BUT DE L'EXERCICE -
Répondez brièvement à ces questions sur l'extrait ci-dessous :
(a) Jusqu'à quel âge certaines personnes proposent-elles d'interdire le smartphone ?
(b) Quel usage est déjà interdit dans les écoles ?
(c) Qui a interdit l'usage du smartphone dans les lieux publics, et pour qui ?

Bruno Guglielminetti:
[5:19] Oui, mais permets-moi d'être une langue sale et de dire qu'ils ont aussi le personnel pour les encadrer.
Jérôme Colombain:
[5:23] Oui, bien sûr. Non, mais il y a toutes ces raisons-là. Oui, évidemment, évidemment. Mais ça compte. Alors après, sur ce que je te disais, il y a une partie débat qui est intéressante aussi. C'est qu'il y a des gens qui disent, oui, mais par exemple, interdiction du smartphone jusqu'à 15 ans, c'est une aberration. Et je ne suis pas loin de penser la même chose parce que tu ne peux pas non plus couper les jeunes de cette génération-là, de leur vie sociale et de ce
Jérôme Colombain:
[5:47] qui fait le monde d'aujourd'hui. Il y a des jeunes qui aujourd'hui, en plus après ils font des carrières dans le numérique etc tu peux pas attendre qu'ils découvrent le smartphone, internet ou même les réseaux sociaux à 18 ans, ça paraît débile, donc c'est vraiment une question de curseur, c'est extrêmement délicat et moi je me demande vraiment ce que les pouvoirs publics vont pouvoir mettre en place parce que je pense qu'il va falloir une partie de mesures très, draconiennes, très autoritaires, par exemple dans les écoles mais c'est déjà le cas, dans les écoles on n'autorise pas l'usage du smartphone pendant les cours etc mais il faudra peut-être aller plus loin, peut-être dans des lieux publics il y a une mairie en France une ville une petite commune en France qui a interdit l'usage du smartphone, mais également pour les adultes, pour les enfants et pour les adultes, pour tout le monde, dans les lieux publics. Peut-être qu'il faut aller vers ce genre de mesures autoritaires à certains moments, dans certains contextes. Et puis après, c'est une question un peu de prise en main de chacun à titre individuel.

ENTRÉES FOURNIES -

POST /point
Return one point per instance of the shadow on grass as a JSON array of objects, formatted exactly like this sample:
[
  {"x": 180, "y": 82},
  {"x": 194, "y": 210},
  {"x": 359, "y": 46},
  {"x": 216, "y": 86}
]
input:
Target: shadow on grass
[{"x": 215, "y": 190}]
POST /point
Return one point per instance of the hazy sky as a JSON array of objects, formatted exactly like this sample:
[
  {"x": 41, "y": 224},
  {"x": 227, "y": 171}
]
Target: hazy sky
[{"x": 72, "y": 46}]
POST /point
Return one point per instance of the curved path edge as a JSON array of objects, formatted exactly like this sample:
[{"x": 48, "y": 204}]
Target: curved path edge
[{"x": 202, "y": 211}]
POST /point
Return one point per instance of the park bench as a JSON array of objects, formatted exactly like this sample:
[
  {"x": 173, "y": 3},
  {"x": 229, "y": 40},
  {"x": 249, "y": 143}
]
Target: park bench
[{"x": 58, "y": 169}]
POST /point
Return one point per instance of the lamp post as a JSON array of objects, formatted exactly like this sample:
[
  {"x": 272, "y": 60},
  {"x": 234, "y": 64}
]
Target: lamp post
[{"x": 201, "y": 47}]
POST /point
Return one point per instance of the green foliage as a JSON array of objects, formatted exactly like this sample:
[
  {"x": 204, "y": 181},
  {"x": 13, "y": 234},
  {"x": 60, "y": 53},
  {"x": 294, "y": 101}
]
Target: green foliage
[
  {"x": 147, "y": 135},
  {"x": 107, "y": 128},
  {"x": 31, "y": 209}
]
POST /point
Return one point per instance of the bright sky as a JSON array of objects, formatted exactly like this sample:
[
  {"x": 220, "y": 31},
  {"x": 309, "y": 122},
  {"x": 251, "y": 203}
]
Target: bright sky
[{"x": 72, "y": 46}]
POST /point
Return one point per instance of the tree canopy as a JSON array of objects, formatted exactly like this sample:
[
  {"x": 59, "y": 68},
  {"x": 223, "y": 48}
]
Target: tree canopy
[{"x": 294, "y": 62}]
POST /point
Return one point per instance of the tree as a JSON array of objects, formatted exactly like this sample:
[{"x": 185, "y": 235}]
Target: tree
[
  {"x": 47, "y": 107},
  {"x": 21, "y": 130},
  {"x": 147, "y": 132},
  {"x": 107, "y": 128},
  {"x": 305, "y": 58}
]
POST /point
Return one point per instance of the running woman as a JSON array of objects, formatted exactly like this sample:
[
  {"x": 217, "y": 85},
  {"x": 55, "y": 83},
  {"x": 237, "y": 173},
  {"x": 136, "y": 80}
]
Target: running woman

RÉPONSE RÉDIGÉE -
(a) Jusqu'à 15 ans.
(b) L'usage du smartphone pendant les cours.
(c) Une petite commune en France, pour tout le monde : les enfants comme les adultes.